SEZIONE DEL DOCUMENTO:
------------------------------------

Le Amache, il pop, lo stile, Berlusconi e Renzi: un'intervista al corsivista più amato, appena tornato in libreria con una raccolta dei suoi editoriali.

11 Dicembre 2017

Pensi a Michele Serra e immediatamente, una dopo l’altra, sciorinate dal suo stile inconfondibile, ti vengono in mente le sue Amache: i corsivi più famosi d’Italia probabilmente; quelli che tengono compagnia ai lettori di Repubblica dal 2000. La Feltrinelli, che è la casa editrice di Serra, le ha raccolte ne Il grande libro delle Amache. E, contemporaneamente, ha pubblicato anche un altro libro, La sinistra e altre parole strane, brevissimo e intimissimo, più sul processo che c’è dietro ogni Amaca, che sulla Sinistra.

Sono 87 pagine. Potrebbe essere un monologo, e forse è così che nasce, di Serra ai suoi lettori. La “sinistra” del titolo è la parola più citata nelle sue Amache. La seconda è “politica”. La terza è “Berlusconi”. «Così dice il text mining almeno», precisa Michele Serra. Siamo seduti al tavolo di un bar di un vecchio albergo. Fuori dai finestroni socchiusi, c’è la Roma sonnolenta di Via della Penna: poche macchine, ancora meno pedoni; un’atmosfera grigia, poco sfumata. «Sono venticinque anni che c’è Berlusconi. Questa volta qui mi sembra che sia in forma molto collaterale».

ⓢ Collaterale, dice?

«Vediamo quanti voti prende, ma non penso tanti. Se torna, è perché c’è chi lo vota. Ogni tanto la frase fatidica diventa “l’avete demonizzato, l’avete ingigantito, se ne è parlato troppo”. Sì, forse si sarebbe potuto usare un dosaggio diverso. Ma francamente la colpa è di chi lo vota. Io che c’entro?».

ⓢ Questa cosa, “l’elettore è nudo”, torna molto anche nel suo libro. Cioè: spesso il problema è chi elegge, non chi viene eletto.

«C’è una quantità di italiani che ha molto amato Berlusconi, che si è rispecchiata in lui. Peggio per loro. O contenti loro: non so che commenti fare. Per quanto mi riguarda, era inevitabile che raccontando il Paese in questi ultimi venticinque anni, sempre secondo il mio punto di vista, mi toccasse parlare anche di lui».

Repubblica, che è il giornale che ospita le sue Amache, è poi diventato un polo anti-berlusconiano.

------------------------------------

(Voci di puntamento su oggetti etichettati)
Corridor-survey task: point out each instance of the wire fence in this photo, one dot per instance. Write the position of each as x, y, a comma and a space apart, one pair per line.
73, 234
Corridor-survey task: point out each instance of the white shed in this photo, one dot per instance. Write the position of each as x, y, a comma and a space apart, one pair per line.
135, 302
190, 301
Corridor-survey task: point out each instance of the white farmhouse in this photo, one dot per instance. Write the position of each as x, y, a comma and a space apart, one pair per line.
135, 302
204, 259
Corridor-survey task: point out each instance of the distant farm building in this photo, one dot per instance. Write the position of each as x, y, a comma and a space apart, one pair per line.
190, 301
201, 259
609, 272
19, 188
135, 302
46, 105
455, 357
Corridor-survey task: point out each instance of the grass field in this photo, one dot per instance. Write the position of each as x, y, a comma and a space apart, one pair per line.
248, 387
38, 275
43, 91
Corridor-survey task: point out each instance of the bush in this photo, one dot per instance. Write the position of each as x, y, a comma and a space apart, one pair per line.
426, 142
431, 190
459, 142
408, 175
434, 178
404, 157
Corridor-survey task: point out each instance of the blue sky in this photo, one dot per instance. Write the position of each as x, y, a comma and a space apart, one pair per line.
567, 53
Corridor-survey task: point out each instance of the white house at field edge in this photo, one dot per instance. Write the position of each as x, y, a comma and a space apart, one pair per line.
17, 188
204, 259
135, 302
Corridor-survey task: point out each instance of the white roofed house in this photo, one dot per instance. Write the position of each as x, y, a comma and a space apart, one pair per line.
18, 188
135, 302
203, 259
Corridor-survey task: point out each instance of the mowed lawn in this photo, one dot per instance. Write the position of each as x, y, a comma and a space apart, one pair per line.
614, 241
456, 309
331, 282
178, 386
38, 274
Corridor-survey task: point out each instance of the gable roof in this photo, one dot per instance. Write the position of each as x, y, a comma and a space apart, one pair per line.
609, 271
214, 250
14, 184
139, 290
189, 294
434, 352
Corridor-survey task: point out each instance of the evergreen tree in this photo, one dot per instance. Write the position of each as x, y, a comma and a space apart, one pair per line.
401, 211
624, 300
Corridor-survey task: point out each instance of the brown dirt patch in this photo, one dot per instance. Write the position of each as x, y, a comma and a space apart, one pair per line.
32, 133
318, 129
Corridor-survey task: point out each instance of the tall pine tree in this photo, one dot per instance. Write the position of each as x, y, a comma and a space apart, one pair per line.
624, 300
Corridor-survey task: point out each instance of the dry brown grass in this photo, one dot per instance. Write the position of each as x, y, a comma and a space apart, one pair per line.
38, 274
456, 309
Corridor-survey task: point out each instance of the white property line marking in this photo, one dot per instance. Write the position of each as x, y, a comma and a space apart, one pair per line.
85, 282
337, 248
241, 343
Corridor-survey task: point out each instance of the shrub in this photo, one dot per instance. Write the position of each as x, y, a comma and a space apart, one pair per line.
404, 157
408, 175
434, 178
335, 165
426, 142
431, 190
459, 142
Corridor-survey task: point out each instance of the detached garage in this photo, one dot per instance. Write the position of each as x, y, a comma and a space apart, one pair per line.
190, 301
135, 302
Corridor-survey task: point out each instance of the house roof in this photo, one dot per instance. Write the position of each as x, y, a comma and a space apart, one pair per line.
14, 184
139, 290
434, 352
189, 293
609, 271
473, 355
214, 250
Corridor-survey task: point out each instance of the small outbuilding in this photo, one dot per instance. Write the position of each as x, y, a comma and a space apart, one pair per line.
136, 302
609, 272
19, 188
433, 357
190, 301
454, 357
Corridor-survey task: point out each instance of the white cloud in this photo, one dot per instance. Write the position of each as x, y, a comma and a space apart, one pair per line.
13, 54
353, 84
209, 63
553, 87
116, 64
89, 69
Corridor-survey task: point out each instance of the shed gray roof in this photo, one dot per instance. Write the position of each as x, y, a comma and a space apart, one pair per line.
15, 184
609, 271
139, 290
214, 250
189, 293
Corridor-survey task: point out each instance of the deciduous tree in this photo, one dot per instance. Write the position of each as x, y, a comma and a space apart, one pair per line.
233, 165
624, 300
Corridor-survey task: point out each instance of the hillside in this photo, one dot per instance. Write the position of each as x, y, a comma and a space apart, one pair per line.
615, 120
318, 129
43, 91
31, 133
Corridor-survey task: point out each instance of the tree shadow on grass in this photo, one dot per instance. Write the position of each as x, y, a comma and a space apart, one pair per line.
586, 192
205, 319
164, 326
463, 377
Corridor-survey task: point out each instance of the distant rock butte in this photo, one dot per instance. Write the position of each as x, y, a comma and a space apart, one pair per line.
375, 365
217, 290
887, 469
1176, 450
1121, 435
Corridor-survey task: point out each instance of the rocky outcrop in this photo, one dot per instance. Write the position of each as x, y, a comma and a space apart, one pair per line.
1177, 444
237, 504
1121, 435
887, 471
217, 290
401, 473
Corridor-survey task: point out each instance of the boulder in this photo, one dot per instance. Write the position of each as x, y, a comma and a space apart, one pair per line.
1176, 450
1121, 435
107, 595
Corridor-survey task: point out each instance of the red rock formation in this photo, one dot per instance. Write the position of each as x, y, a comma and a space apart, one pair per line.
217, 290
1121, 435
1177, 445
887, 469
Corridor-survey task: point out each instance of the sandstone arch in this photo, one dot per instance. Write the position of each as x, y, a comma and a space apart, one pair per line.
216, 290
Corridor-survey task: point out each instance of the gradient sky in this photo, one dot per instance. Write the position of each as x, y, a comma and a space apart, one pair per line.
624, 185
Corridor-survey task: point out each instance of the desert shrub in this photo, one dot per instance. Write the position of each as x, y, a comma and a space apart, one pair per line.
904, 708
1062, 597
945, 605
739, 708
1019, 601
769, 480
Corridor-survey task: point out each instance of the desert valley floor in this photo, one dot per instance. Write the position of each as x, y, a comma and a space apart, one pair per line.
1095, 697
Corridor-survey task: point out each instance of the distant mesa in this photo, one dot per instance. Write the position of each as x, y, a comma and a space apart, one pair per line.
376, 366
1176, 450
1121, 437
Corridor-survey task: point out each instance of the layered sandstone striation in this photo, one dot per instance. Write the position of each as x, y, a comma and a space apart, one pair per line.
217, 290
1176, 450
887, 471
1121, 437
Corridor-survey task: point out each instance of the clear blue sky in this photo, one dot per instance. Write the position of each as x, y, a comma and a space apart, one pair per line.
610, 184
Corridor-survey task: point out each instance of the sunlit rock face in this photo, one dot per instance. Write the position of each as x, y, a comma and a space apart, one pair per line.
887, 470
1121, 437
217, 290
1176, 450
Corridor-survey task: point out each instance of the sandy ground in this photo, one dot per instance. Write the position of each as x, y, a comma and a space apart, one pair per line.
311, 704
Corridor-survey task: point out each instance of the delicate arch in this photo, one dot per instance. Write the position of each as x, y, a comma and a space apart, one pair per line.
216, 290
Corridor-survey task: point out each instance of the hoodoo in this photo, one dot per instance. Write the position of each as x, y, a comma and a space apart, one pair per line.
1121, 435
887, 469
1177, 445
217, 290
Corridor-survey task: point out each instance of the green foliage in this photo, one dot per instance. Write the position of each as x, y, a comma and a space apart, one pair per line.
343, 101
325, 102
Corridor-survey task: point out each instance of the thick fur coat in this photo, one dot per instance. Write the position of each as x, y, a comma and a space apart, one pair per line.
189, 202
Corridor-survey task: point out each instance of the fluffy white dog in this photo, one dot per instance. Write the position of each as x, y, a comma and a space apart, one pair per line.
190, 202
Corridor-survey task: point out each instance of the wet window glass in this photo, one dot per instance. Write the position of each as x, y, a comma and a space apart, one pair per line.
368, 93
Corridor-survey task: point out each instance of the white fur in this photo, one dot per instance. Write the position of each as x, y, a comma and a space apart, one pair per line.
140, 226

------------------------------------

INDICAZIONI E REQUISITI:
Scrivi il seguito dell'intervista a Michele Serra, partendo subito dopo l'ultima frase riportata. Le voci non servono a questo lavoro.

RISULTATO DEL COMPITO:
«Repubblica precede Berlusconi. E negli anni è diventata il giornale dell’opinione pubblica di sinistra. Non un organo di partito, attenzione: ma il giornale più rappresentativo di un’opinione pubblica di sinistra composita, variegata e tutto quanto. Certo finché c’era Berlusconi era talmente urgente, talmente preponderante, la necessità di neutralizzarlo e di combatterlo che ora alcune sensibili differenze dai lettori di Repubblica sono viste meno».

ⓢ Perché secondo lei?

«C’era un fronte comune contro quella roba lì. Dopodiché, passato Berlusconi, il giornale si è ritrovato a fare i conti con i suoi lettori, con quella sinistra, quel centro-sinistra, profondamente lacerati dall’esperienza renziana. E penso che il giornale, nel complesso, abbia riflettuto la schizofrenia dei suoi lettori».

ⓢ Scalfari, però, ha cambiato totalmente posizione: ora, dice, voterebbe Berlusconi piuttosto che Di Maio.

«Questa è l’opinione di Scalfari. Io la penso diversamente da lui. Io penso che nulla sia peggio di questa destra qui. Berlusconi non so che ruolo avrà. Non penso un ruolo preponderante. La convention di Forza Italia dell’altro giorno è stata sconvolgente: non si capisce che anno è, chi sono. Hanno qualche tonnellata di stucco in più, come per calcificare per sempre quelle facce. Però a me non piace, penso che peggio di quello non ci sia niente. Non ho particolare simpatia per i Cinque Stelle. Non li considero neanche benefici. Penso che rappresentino, bene o male, la frustrazione e la rabbia italiana».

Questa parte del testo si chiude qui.